• **Exercise instructions**
• 1. According to the climate change article, by about how much has the world already warmed?
• 2. Translate this sentence from the climate change article into Spanish: "These emissions come from vehicles, factories, power plants and cattle."
• 3. List every source of carbon emissions that the climate change article names.

____ Source text

/ 25 October 2019

The horror: Tales of climate change

Flash of the future: Global warming puts our food sources at risk. Droughts and floods will seriously hamper agriculture and many more of us will be getting food dropped from the sky
Flash of the future: Global warming puts our food sources at risk. Droughts and floods will seriously hamper agriculture and many more of us will be getting food dropped from the sky, like this woman in South Sudan. (Patrick Meinhardt/AFP)

 

 

Twelve years.

That was the warning last year — carbon emissions have to drop by 45% by 2030 if we are going to succeed in keeping global temperature increases to below 1.5 °C.

It doesn’t seem a big enough number to worry about.

So, last year, the United Nation’s climate agency — the Intergovernmental Panel on Climate Change — released a report that posed what is at stake. The report, Global Warming of 1.5 °C, was a rare occasion when scientists used alarming language to draw an image of what the world will look like if carbon emissions aren’t decreased.

These emissions come from vehicles, factories, power plants and cattle. They float up into the atmosphere and sit there, sometimes for decades, trapping heat and turning the planet into a giant greenhouse. The extra heat changes how the global climate works —from melting ice that raise sea levels to more intense thunderstorms on the highveld.

If average global temperatures increase by more than 1.5°C, the rate of change will become too much for a lot of the life on Earth to cope with. Ecosystems that humans rely on, such as bees for pollination which gives us food, start to fail.

The world has already warmed by about 1°C.

South Africa has largely ignored the UN science. In a letter to the UN last month — after the country was denied a speaking slot at a special climate summit because its plans to reduce emissions were not ambitious enough — President Cyril Ramaphosa promised large-scale reductions to be incorporated in the country’s new energy plan.

The Integrated Resource Plan was released last week. It ignored the science, and the warning that emissions need to drop 45% by 2030 and to net zero by 2050.

________
____ Supplied information

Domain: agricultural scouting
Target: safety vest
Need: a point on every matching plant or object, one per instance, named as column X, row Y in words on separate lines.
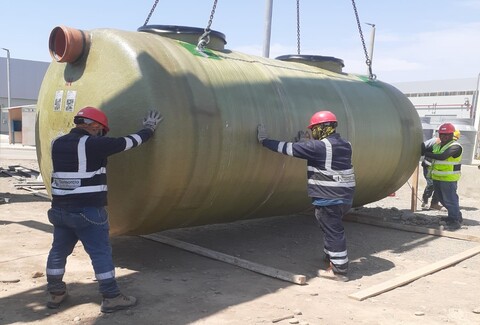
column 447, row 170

________

• **Results for each task**
• 1. About 1°C.

• 2. Estas emisiones provienen de vehículos, fábricas, centrales eléctricas y ganado.

• 3. Vehicles, factories, power plants, cattle